Exercise objective:
Transcribe the passage of the book review below that starts with "Runnin’ Down a Dream" and ends with "Nook Book download)".

Reading passage:
------------------------------------

Tag Archives: Live at Leeds

Runnin’ Down a Dream

33 Days:  Touring in a Van.   Sleeping on Floors.   Chasing a Dream.   by Bill See (Lulu; available as a Kindle and Nook Book download)

Bill See’s account of a band on the run has its moments but…  If L.A.’s Divine Weeks was chosen as one of the best bands in the mega city by the hallowed Los Angeles Times in 1987, one has to wonder why its four members (George, Bill, Raj and Dave) decided they needed to make a tour of the Pacific Northwest, Canada and the mid-west to southern United States to prove their worth.   If you believe See’s words, it was not for a lack of ego:  “Sometimes you can tell the crowd wants it…  you have to understand something.   We really do believe we’re operating on a totally different plane than other bands…  we’re completely full of ourselves…”

Well, you can see videos of Divine Weeks on You Tube and judge for yourself.   To my eyes and ears, this was a decent band for the time (the late 80s), but nothing special – not great nor horrible, and on a par with what you’d see in a typical Sacramento club during this era.   Was Divine Weeks on the same plane as, say, Jane’s Addiction?   Absolutely not.   (Personal disclosure:  I was not a fan of Jane’s music, but their musicianship was beyond question.)

------------------------------------

Data excerpt:
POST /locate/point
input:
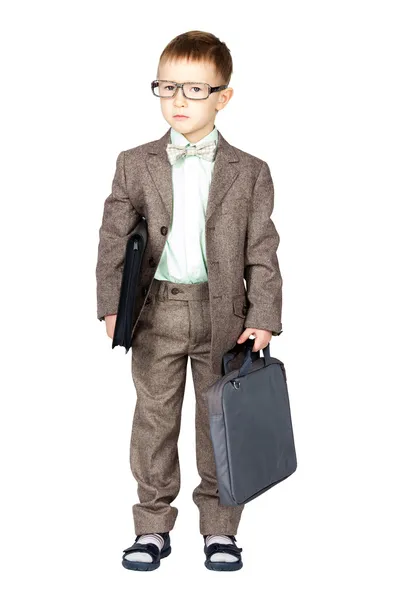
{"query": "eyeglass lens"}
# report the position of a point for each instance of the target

------------------------------------

Final result:
Runnin’ Down a Dream

33 Days:  Touring in a Van.   Sleeping on Floors.   Chasing a Dream.   by Bill See (Lulu; available as a Kindle and Nook Book download)